- **DIRECTIONS FOR THIS TASK**: Each record should reappear exactly in your answer, minus any picture.

- **SUPPLIED MATERIAL**:

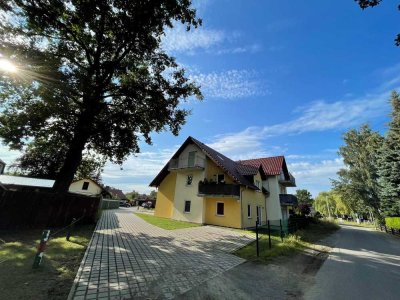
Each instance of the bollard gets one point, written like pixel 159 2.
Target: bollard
pixel 269 235
pixel 41 248
pixel 258 253
pixel 70 228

- **EXERCISE SOLUTION**:
Each instance of the bollard gets one point, written like pixel 159 2.
Target: bollard
pixel 269 235
pixel 41 248
pixel 258 253
pixel 70 228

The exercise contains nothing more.